Exercise objective - Can you rewrite all of the items below, changing "simplified polygon" to "closed polygon" and keeping everything else the same?

— Start Input rows —

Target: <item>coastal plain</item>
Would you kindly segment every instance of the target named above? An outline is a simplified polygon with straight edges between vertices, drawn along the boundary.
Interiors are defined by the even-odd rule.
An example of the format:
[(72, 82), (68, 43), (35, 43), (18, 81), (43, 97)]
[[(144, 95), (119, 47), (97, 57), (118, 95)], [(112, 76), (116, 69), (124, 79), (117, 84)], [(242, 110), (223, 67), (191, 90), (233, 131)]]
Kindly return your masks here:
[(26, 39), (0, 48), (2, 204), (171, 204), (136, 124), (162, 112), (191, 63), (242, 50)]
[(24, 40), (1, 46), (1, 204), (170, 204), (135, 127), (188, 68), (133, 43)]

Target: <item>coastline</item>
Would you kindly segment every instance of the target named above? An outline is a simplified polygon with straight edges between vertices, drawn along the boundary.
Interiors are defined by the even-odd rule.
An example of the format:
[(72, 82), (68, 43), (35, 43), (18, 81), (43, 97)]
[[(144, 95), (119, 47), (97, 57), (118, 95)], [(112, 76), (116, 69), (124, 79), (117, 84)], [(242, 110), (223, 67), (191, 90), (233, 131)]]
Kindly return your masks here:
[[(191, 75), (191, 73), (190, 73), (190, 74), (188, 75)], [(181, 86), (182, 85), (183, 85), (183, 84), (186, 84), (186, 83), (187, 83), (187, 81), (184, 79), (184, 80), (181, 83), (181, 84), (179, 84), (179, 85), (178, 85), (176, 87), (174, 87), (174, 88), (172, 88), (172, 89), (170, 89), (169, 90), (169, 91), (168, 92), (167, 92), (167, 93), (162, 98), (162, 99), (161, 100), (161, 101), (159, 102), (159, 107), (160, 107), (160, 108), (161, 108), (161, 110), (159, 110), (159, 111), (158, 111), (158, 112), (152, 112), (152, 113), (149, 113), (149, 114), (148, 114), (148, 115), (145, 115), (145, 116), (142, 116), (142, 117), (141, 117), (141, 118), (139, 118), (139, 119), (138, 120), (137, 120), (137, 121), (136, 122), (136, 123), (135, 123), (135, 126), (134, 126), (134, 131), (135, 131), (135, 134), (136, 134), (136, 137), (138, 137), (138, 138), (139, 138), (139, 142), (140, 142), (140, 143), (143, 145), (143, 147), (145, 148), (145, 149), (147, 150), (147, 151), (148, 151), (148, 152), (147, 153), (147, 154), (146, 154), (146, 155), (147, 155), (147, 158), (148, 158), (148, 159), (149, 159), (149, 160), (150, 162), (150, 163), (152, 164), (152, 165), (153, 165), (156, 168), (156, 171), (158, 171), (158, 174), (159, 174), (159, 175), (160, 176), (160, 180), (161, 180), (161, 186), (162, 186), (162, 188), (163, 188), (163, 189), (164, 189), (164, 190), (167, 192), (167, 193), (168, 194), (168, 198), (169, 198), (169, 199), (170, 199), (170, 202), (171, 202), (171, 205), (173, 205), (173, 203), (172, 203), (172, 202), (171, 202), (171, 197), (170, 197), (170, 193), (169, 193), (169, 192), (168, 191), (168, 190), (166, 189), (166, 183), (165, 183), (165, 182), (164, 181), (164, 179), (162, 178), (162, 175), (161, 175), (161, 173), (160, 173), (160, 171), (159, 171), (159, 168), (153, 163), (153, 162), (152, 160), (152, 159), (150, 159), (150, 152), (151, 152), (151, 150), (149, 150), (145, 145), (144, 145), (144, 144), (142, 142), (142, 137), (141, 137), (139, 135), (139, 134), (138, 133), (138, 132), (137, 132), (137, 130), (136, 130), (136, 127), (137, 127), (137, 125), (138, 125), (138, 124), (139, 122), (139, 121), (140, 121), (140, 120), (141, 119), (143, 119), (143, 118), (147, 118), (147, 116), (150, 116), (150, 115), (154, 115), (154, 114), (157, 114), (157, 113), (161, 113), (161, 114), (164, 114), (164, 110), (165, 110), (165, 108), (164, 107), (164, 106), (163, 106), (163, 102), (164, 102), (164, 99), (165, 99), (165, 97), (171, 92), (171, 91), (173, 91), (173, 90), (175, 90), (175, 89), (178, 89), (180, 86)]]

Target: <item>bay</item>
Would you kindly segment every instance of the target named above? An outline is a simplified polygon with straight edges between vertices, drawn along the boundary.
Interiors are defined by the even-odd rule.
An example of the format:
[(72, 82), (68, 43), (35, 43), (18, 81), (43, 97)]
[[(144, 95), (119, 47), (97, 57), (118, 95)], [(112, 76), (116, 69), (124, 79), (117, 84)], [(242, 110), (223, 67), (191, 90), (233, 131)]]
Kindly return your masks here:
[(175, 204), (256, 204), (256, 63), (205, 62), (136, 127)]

— End Input rows —

Expected answer -
Target: <item>coastal plain</item>
Would you kindly segment every instance of the target named above? An outline is a closed polygon with straight edges between vertices, drawn along the boundary.
Interiors are defined by the even-odd rule.
An example of the format:
[(72, 82), (68, 43), (35, 43), (18, 81), (43, 97)]
[[(144, 95), (119, 47), (97, 57), (118, 95)], [(112, 76), (116, 69), (124, 79), (117, 84)], [(242, 110), (223, 67), (191, 90), (233, 131)]]
Kindly return your masks here:
[(26, 39), (0, 48), (2, 204), (171, 204), (136, 124), (162, 112), (191, 63), (242, 50)]
[(24, 40), (1, 46), (1, 204), (170, 204), (135, 127), (188, 68), (133, 43)]

Target: <item>coastline</item>
Would you kindly segment every instance of the target named above? An outline is a closed polygon with straight edges between vertices, drawn along the boundary.
Interiors are defined by the even-odd rule.
An example of the format:
[(72, 82), (68, 43), (35, 43), (18, 81), (43, 97)]
[[(144, 95), (119, 47), (97, 57), (118, 95)], [(112, 76), (116, 69), (124, 79), (117, 84)], [(242, 110), (223, 67), (191, 90), (233, 131)]]
Kindly return your masks here:
[[(191, 75), (191, 73), (190, 73), (190, 74), (188, 75)], [(181, 86), (182, 85), (183, 85), (183, 84), (186, 84), (186, 83), (187, 83), (187, 81), (184, 79), (184, 80), (181, 83), (181, 84), (179, 84), (179, 85), (178, 85), (176, 87), (174, 87), (174, 88), (172, 88), (172, 89), (170, 89), (169, 90), (169, 91), (168, 92), (167, 92), (167, 93), (162, 98), (162, 99), (161, 100), (161, 101), (159, 102), (159, 107), (160, 107), (160, 108), (161, 108), (161, 110), (159, 110), (159, 111), (158, 111), (158, 112), (152, 112), (152, 113), (149, 113), (149, 114), (148, 114), (148, 115), (145, 115), (145, 116), (142, 116), (142, 117), (141, 117), (141, 118), (139, 118), (139, 119), (138, 120), (137, 120), (137, 121), (136, 122), (136, 123), (135, 123), (135, 126), (134, 126), (134, 131), (135, 131), (135, 134), (136, 134), (136, 137), (138, 137), (138, 138), (139, 138), (139, 142), (140, 142), (140, 143), (143, 145), (143, 147), (145, 148), (145, 149), (147, 150), (147, 151), (148, 151), (148, 152), (147, 153), (147, 154), (146, 154), (146, 155), (147, 155), (147, 158), (148, 158), (148, 159), (149, 159), (149, 160), (150, 162), (150, 163), (152, 164), (152, 165), (153, 165), (156, 168), (156, 171), (158, 171), (158, 174), (159, 174), (159, 175), (160, 176), (160, 180), (161, 180), (161, 186), (162, 186), (162, 188), (163, 188), (163, 189), (164, 189), (164, 190), (167, 192), (167, 193), (168, 194), (168, 198), (169, 198), (169, 199), (170, 199), (170, 202), (171, 202), (171, 205), (173, 205), (173, 203), (172, 203), (172, 202), (171, 202), (171, 197), (170, 197), (170, 193), (169, 193), (169, 192), (168, 191), (168, 190), (166, 189), (166, 183), (165, 183), (165, 182), (164, 181), (164, 179), (162, 178), (162, 175), (161, 175), (161, 173), (160, 173), (160, 171), (159, 171), (159, 168), (153, 163), (153, 162), (152, 160), (152, 159), (150, 159), (150, 152), (151, 152), (151, 150), (149, 150), (145, 145), (144, 145), (144, 144), (142, 142), (142, 137), (141, 137), (139, 135), (139, 134), (138, 133), (138, 132), (137, 132), (137, 130), (136, 130), (136, 127), (137, 127), (137, 125), (138, 125), (138, 124), (139, 122), (139, 121), (140, 121), (140, 120), (141, 119), (143, 119), (143, 118), (147, 118), (147, 116), (150, 116), (150, 115), (154, 115), (154, 114), (157, 114), (157, 113), (161, 113), (161, 114), (164, 114), (164, 110), (165, 110), (165, 108), (164, 107), (164, 106), (163, 106), (163, 102), (164, 102), (164, 99), (165, 99), (165, 97), (171, 92), (171, 91), (173, 91), (173, 90), (175, 90), (175, 89), (178, 89), (180, 86)]]

Target: <item>bay</item>
Would you kindly segment every instance of the target named above? An outline is a closed polygon with straight edges between vertices, drawn along the boundary.
Interiors are defined by the even-odd rule.
An example of the format:
[(72, 82), (68, 43), (35, 43), (18, 81), (43, 97)]
[[(144, 95), (119, 47), (97, 57), (118, 95)], [(112, 76), (116, 69), (124, 79), (117, 84)], [(242, 110), (223, 67), (191, 90), (233, 131)]]
Kindly return your masks here:
[(175, 204), (256, 204), (256, 63), (205, 62), (136, 127)]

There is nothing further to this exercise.